» **Listed entries**:
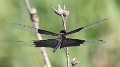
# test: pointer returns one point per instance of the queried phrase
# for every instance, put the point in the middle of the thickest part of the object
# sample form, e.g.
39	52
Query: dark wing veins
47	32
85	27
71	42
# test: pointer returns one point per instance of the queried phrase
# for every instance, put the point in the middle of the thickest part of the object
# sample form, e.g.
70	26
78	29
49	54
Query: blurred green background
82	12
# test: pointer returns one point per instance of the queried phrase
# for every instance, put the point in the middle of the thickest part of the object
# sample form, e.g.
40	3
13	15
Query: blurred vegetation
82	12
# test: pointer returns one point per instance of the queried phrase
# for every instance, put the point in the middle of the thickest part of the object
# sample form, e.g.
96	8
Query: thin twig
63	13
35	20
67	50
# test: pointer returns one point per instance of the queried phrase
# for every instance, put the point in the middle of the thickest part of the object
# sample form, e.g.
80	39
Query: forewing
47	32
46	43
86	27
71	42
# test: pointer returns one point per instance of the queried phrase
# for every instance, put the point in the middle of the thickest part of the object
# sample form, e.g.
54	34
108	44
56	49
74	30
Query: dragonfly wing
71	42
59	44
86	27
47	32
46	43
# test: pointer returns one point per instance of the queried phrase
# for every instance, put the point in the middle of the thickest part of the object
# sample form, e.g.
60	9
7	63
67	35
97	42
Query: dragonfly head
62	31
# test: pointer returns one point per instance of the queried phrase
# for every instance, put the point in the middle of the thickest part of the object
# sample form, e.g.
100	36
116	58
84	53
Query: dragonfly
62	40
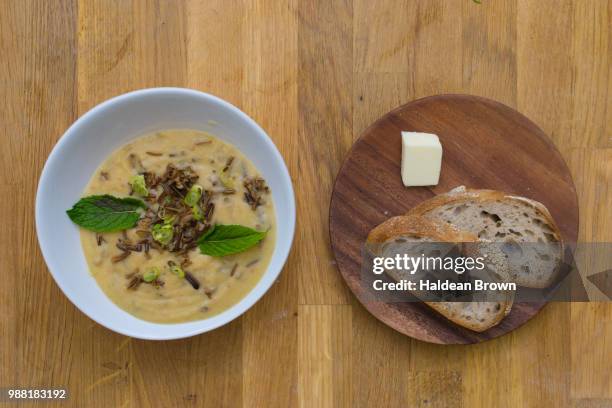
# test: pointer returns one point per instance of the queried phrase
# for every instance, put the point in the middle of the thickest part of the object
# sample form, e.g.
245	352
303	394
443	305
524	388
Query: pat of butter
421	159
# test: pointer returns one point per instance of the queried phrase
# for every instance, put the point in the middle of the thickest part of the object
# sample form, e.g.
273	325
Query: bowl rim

...

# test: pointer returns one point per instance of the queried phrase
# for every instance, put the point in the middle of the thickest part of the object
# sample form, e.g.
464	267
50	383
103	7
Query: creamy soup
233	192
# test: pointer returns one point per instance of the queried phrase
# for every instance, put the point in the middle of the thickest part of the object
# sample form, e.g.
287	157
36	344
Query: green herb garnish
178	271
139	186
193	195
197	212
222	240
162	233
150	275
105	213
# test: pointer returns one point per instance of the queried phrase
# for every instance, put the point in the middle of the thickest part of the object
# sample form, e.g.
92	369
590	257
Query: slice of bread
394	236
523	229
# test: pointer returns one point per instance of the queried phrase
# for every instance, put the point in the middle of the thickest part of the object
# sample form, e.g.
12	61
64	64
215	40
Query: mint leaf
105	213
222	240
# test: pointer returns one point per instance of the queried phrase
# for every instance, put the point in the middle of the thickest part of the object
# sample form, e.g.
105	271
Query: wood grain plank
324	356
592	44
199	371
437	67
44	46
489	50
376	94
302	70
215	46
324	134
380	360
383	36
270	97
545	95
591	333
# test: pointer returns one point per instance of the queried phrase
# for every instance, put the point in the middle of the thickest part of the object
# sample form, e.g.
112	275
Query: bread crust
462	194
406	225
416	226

» **What is being asked**:
Pull out every line in the two blocks of lines above that contains the word "dragonfly", and copy each one over unchanged.

» **Answer to the problem**:
Query: dragonfly wing
Query: dragonfly head
Query: dragonfly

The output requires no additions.